__Things to do__:
(a) Turn the paragraph of the page excerpt beginning "As noted above, we collected responses" into a short bulleted list that keeps its main facts.
(b) Retype the part of the page excerpt that opens with the words containing "(6) Considerations for" and closes with "image was acquired.".

══ Page excerpt

While we tried to reduce the number of parts as described above, a typical, stacked-type 3D printing can cause warping of parts due to resin shrinkage, especially when they are molded too large. We often encountered this problem when molding Sight. As a solution, we dipped the molded parts in boiling water and fixed them to a board with rubber bands to correct the warping. As a practice, it is recommended to avoid molding parts that are too large, while considering the tradeoff between the size of parts and the number of parts.
(6) Considerations for obtaining visitors' personal information
As noted above, we collected responses to the questionnaire and monitored the exhibition room remotely through the images. In such a scenario, it would be necessary to take care when collecting personal information that may lead to the identification of visitors. In the exhibition, we did not collect any information that could identify the visitors, such as their names, sexes, ages, through the questionnaire. The images sent from the remote monitoring system were uploaded to a server accessible only to the members of the Sight project. In addition, we did not retain the images by overwriting the old images on the Raspberry Pi and the server each time a new image was acquired.
(1) Low sound volume
The circular shape, which was intended to be safe and robust, functioned as expected. To the best of our knowledge, there were no accidents related to falling or dropping Sight during the exhibition period. In addition, the hardware of Sight did not break down. On the other hand, the large diameter of Sight (i.e., 30 cm) caused the distance between the speakers and the ears, resulting in the low volume of the sounds to be heard. This problem was more pronounced when the head of the user was small or when ambient sounds were loud due to crowds or announcements in the museum. In these cases, the users placed their ears close to either the left or right speaker and gave up the sounds from the opposite speaker, and thus the stereophonic effect was not obtained. This observation suggests the importance of assuming the physicality of users and the various environments. In our case, we should have designed the inner diameter of the device to be smaller, or prepared devices with several different diameters.

════
══ Extracted entries

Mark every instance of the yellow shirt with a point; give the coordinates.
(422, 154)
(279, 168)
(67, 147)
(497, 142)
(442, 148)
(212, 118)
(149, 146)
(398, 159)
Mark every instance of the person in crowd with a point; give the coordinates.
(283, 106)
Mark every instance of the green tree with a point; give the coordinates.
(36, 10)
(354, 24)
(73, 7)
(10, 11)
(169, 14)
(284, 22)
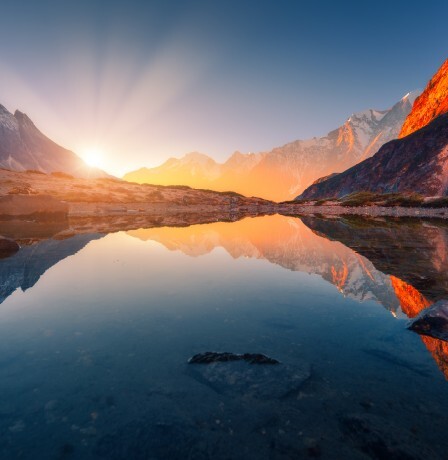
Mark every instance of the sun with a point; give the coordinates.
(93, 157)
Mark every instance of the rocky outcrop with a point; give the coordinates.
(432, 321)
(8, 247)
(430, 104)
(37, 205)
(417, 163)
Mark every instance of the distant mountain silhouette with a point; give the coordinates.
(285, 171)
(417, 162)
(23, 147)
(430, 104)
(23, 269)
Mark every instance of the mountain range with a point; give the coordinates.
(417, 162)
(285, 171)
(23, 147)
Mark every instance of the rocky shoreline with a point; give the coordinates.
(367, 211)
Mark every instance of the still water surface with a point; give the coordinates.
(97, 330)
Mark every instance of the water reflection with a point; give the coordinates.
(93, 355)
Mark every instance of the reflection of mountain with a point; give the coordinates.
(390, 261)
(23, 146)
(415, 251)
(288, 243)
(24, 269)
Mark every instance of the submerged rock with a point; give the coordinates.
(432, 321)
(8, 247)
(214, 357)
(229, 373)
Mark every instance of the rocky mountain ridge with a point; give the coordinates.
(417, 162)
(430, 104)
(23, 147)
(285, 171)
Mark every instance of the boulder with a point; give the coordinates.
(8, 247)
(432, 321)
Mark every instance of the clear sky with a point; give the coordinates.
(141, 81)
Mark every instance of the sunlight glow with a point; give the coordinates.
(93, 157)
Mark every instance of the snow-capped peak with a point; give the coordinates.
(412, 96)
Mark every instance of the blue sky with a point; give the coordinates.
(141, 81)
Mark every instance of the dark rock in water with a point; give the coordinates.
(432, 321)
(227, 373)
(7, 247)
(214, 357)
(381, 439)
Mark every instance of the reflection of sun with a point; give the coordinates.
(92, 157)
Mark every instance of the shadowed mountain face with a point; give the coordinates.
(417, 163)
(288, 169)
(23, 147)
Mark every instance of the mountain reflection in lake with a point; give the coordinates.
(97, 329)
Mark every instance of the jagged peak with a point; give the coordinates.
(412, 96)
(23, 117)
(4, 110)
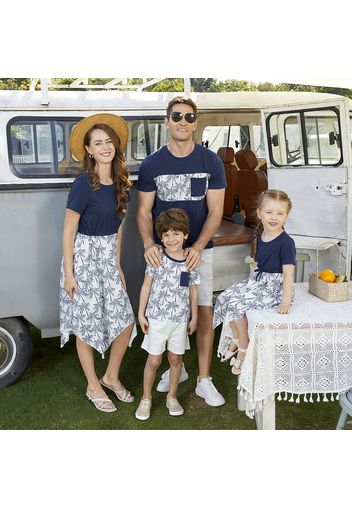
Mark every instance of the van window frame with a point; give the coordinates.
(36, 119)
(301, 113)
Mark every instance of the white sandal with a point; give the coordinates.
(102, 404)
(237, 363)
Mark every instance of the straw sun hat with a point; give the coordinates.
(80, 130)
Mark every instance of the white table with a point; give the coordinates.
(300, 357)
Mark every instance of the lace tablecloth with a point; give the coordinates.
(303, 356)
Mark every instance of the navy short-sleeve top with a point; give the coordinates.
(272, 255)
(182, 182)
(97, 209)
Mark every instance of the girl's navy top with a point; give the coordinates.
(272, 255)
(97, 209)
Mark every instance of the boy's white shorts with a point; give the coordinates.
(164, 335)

════

__List of solutions__:
(a)
- Questionnaire responses were collected, and the exhibition room was monitored remotely through images.
- Collecting personal information that could identify visitors requires care.
- The questionnaire gathered no identifying information such as names, sexes, or ages.
- Images from the remote monitoring system went to a server that only members of the Sight project could access.
- Images were not retained: each new image overwrote the old one on the Raspberry Pi and on the server.

(b)
(6) Considerations for obtaining visitors' personal information
As noted above, we collected responses to the questionnaire and monitored the exhibition room remotely through the images. In such a scenario, it would be necessary to take care when collecting personal information that may lead to the identification of visitors. In the exhibition, we did not collect any information that could identify the visitors, such as their names, sexes, ages, through the questionnaire. The images sent from the remote monitoring system were uploaded to a server accessible only to the members of the Sight project. In addition, we did not retain the images by overwriting the old images on the Raspberry Pi and the server each time a new image was acquired.